▸ **EXERCISE INSTRUCTIONS**
In the passage on life and death, swap "explorations" for "inquiries" and write out everything from "A program of" down to "all life-death matters.".
#### PAGE EXCERPT ####
In addition, the boundaries are a bit suss. For example, where does IVF fit with naturally occurring conception; similarly where does life support machinery fit with naturally occurring death. Notice that neither of these options is available to the poor anywhere. Some of the poor some places do have the chance to sell a part of their biological resources to the rich (comparatively) elsewhere And, as the Everest example below highlights, human rights are easily over-ruled by specific disabling circumstances, plus variations in courage (or, as I’d have you think, variations in need for martyrdom, which is just a label for a split-second decision). This is also the land of everyday hospital triage under disaster conditions.

A program of explorations

I hope, after building various views of life-death, to arrive at a place where fully rounded treatments of life-death issues can more often be achieved. This would mean, for example, considering all specific issues in the context of the materially and socially enabling factors through which any resolution is constructed. In other words, to use consistently the biopsychosocial construct on which some evidence-based medicine supposedly stands as one for all life-death matters.

So here’s a contents page for some views of life-death to come at this site in this series. The first I have elaborated a bit to give a sense of the material argument. The rest are skeletal images. The order is not assured, nor are the topics guaranteed as stated. I’ll be learning as a I go and that may change my overall perspective and the features in its view.
#### RECORD EXCERPTS ####
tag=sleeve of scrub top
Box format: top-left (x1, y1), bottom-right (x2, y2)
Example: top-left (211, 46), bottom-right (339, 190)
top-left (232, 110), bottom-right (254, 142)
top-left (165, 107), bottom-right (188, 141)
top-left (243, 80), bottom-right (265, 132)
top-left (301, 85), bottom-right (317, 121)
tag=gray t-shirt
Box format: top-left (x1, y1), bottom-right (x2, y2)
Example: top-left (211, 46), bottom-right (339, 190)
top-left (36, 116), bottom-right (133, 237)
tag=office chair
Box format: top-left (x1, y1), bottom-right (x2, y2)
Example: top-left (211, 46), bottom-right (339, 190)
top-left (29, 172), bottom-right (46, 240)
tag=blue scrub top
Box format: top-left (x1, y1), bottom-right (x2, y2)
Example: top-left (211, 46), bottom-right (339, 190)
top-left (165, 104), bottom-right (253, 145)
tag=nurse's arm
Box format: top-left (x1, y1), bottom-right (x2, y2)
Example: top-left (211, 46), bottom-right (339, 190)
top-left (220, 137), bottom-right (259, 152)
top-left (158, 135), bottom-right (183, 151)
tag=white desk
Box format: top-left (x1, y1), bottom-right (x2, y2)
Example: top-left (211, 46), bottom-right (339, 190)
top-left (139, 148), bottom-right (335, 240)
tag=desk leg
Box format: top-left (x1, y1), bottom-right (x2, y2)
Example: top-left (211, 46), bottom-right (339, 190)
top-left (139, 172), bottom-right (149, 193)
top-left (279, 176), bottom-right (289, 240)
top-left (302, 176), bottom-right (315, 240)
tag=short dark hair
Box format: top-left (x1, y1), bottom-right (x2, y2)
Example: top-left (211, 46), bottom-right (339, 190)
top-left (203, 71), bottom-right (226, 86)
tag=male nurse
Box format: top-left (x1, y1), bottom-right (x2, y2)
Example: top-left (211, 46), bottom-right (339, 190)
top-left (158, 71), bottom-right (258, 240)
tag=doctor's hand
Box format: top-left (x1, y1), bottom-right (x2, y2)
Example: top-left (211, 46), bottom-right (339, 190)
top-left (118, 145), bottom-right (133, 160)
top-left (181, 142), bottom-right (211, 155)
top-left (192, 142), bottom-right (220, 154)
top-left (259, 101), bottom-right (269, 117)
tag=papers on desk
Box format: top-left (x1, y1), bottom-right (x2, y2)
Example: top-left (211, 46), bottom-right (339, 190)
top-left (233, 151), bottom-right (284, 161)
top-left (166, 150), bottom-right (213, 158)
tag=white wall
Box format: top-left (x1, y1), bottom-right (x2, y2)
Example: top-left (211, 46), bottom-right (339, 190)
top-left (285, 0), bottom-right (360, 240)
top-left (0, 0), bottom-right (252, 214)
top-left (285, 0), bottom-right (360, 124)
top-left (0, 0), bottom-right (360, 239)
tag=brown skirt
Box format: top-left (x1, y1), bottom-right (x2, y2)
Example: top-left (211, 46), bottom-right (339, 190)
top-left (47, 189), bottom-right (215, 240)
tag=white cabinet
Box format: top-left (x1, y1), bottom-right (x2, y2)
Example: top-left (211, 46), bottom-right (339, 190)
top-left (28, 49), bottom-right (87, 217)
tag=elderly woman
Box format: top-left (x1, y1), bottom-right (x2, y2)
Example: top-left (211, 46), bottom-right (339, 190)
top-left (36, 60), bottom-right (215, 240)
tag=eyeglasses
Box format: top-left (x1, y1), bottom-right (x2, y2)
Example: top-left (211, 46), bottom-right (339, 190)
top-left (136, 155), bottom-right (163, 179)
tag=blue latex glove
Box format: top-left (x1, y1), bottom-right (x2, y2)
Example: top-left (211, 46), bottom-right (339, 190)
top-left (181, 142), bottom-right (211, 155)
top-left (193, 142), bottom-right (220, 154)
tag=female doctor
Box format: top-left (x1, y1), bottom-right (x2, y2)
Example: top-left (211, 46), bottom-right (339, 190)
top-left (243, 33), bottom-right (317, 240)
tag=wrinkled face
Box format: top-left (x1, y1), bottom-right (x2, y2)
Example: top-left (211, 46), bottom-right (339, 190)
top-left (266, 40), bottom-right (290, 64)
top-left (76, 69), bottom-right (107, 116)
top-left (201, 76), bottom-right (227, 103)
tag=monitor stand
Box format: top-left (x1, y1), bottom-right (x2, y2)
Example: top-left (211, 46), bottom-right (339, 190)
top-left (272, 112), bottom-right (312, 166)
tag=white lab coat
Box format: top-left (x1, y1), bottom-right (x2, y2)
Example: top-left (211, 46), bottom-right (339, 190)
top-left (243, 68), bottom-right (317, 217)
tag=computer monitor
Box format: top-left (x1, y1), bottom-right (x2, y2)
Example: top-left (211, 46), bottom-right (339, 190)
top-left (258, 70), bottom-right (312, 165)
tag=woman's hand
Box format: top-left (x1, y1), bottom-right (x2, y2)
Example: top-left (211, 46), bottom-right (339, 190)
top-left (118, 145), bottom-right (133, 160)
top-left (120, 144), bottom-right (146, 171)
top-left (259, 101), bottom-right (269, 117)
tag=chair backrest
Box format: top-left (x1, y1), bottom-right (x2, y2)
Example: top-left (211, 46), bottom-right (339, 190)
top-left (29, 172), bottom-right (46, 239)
####
▸ **PROBLEM SOLUTION**
A program of inquiries

I hope, after building various views of life-death, to arrive at a place where fully rounded treatments of life-death issues can more often be achieved. This would mean, for example, considering all specific issues in the context of the materially and socially enabling factors through which any resolution is constructed. In other words, to use consistently the biopsychosocial construct on which some evidence-based medicine supposedly stands as one for all life-death matters.